Art ancien

XIXE-XXE SIÈCLES

Représenter Balzac, un défi impossible

Par Élisabeth Santacreu · Le Journal des Arts

Le 25 août 2019 - 540 mots

TOURS

Tours met en lumière les enjeux politiques et sociaux de ces monuments au grand écrivain, et l’impasse esthétique à laquelle ils menaient.

Louis Boulanger, Portrait de Balzac, 1836, huile sur toile, 61 x 50,5 cm, Tours, musée des Beaux-Arts. © MBA Tours.
Louis Boulanger, Portrait de Balzac, 1836, huile sur toile, 61 x 50,5 cm, Tours, musée des Beaux-Arts.

## OBJECTIFS
1. Dans l'article sur les représentations de Balzac, extrayez à l'identique le passage qui s'ouvre sur les mots contenant « Par Élisabeth Santacreu » et se referme sur « laquelle ils menaient. ».
2. Prolongez l'article consacré aux représentations de Balzac en reprenant juste après sa dernière ligne.

## INFORMATIONS FOURNIES
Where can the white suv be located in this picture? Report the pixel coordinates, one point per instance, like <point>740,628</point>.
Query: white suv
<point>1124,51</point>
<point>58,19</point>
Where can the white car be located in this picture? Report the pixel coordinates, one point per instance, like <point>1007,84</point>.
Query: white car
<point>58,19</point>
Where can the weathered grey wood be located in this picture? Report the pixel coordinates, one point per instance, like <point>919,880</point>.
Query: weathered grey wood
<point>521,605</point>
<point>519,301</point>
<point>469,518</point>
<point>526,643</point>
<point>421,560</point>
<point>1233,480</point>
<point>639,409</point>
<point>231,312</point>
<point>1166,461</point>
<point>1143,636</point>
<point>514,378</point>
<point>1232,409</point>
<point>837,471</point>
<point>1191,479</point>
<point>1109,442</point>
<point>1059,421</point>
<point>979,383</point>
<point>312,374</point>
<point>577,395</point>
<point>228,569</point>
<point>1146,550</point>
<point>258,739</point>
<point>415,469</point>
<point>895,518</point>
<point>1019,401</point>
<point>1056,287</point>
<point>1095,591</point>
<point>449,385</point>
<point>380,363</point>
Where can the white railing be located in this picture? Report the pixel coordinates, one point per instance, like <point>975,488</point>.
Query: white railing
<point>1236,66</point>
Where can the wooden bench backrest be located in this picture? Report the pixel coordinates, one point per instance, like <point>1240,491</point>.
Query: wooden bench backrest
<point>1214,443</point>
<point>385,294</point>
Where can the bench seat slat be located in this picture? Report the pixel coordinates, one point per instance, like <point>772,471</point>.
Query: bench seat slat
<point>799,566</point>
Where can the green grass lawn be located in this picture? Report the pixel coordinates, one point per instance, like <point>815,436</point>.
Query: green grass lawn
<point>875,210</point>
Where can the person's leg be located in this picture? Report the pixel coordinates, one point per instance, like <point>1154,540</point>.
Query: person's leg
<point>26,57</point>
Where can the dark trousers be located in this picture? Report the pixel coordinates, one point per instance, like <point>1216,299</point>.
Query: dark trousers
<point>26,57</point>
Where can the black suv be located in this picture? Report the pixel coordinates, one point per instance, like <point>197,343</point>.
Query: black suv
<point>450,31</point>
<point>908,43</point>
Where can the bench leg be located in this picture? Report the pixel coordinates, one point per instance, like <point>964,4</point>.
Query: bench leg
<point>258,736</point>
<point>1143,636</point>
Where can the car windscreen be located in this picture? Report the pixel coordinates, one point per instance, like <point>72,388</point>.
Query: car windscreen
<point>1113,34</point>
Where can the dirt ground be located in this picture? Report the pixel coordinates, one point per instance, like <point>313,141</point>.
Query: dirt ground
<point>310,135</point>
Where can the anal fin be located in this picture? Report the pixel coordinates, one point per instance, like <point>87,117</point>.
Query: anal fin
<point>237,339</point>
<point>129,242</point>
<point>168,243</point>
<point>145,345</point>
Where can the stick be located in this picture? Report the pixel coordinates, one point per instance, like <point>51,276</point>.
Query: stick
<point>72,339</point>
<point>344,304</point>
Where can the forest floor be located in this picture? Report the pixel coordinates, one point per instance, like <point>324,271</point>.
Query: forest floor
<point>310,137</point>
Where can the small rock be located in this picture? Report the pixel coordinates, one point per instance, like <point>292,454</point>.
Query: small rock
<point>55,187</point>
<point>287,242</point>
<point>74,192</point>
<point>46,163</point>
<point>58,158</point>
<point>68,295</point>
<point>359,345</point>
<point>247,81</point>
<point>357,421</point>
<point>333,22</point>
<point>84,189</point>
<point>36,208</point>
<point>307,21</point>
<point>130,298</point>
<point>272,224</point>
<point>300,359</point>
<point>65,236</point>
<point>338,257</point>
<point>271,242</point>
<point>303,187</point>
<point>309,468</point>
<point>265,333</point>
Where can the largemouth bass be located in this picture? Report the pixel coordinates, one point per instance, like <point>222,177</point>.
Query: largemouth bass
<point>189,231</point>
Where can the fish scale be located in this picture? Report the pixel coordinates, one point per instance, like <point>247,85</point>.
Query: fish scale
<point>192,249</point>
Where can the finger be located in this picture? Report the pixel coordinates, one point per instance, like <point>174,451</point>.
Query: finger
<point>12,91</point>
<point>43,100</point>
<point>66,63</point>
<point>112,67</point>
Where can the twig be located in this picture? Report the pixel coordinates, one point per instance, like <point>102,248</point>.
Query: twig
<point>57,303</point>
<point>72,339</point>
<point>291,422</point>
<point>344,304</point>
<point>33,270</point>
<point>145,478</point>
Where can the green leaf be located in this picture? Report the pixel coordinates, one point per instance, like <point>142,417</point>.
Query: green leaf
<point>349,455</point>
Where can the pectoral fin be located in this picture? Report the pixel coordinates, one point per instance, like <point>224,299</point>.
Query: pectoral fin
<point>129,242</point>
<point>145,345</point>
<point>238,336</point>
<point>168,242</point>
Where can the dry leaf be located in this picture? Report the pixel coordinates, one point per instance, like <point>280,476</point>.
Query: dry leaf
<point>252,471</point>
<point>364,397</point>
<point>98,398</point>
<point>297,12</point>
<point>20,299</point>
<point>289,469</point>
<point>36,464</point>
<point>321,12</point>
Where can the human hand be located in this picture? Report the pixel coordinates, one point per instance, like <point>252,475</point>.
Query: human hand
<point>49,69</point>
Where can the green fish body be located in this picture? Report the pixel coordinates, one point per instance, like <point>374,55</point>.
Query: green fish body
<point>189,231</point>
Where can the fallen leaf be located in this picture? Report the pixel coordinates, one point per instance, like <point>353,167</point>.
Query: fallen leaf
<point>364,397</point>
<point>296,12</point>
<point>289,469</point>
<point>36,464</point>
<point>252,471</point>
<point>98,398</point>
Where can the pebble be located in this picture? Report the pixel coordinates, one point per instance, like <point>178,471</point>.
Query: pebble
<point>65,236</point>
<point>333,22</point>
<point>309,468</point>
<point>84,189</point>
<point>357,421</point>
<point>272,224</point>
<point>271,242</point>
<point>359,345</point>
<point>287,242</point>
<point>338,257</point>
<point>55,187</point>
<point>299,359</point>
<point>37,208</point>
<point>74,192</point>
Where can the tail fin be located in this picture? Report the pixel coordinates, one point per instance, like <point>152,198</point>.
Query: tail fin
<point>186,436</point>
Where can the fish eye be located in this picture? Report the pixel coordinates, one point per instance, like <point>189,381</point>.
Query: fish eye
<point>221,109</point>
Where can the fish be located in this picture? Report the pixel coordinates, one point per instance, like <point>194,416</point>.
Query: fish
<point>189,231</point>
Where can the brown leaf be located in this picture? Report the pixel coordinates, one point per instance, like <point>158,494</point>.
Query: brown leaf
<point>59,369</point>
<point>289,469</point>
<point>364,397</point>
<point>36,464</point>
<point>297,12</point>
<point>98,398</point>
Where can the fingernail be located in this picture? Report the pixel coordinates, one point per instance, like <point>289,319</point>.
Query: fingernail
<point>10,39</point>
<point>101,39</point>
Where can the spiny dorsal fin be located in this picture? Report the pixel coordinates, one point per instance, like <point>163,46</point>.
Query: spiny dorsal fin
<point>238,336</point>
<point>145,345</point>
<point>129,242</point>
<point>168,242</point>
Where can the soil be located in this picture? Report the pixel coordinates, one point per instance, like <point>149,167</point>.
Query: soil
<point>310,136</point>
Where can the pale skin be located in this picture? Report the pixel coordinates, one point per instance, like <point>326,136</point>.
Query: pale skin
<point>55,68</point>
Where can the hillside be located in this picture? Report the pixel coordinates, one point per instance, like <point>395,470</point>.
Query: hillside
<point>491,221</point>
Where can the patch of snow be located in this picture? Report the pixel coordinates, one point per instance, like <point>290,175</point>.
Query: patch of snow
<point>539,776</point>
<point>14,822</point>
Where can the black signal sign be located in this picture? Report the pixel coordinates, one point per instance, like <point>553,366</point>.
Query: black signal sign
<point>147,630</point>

## RÉPONSES PAR CONSIGNE
1.
Par Élisabeth Santacreu · Le Journal des Arts

Le 25 août 2019 - 540 mots

TOURS

Tours met en lumière les enjeux politiques et sociaux de ces monuments au grand écrivain, et l’impasse esthétique à laquelle ils menaient.

2.
© MBA Tours

Tours. Le sujet de « la célébration sculptée des grands hommes » est dans l’air du temps : l’historienne Jacqueline Lalouette lui a consacré récemment un gros ouvrage, Un peuple de statues, (éd. Mare & Martin) portant ce sous-titre et, à Mâcon, le Musée des Ursulines vient d’aménager l’une de ses nouvelles salles sur le thème du monument à Lamartine. On pouvait toutefois craindre qu’une exposition retraçant l’histoire des sculptures consacrées à Balzac (1799-1850) soit quelque peu rébarbative. Il n’en est rien, et pas seulement parce que Rodin (1840-1917) est au cœur du propos. À travers cette « petite histoire des monuments au grand écrivain » des années 1880 à 1950, racontée par Sophie Join-Lambert et François Blanchetière, du Musée des beaux-arts de Tours, le visiteur est amené à s’interroger sur les différents aspects d’un mobilier urbain qu’il côtoie la plupart du temps sans le remarquer.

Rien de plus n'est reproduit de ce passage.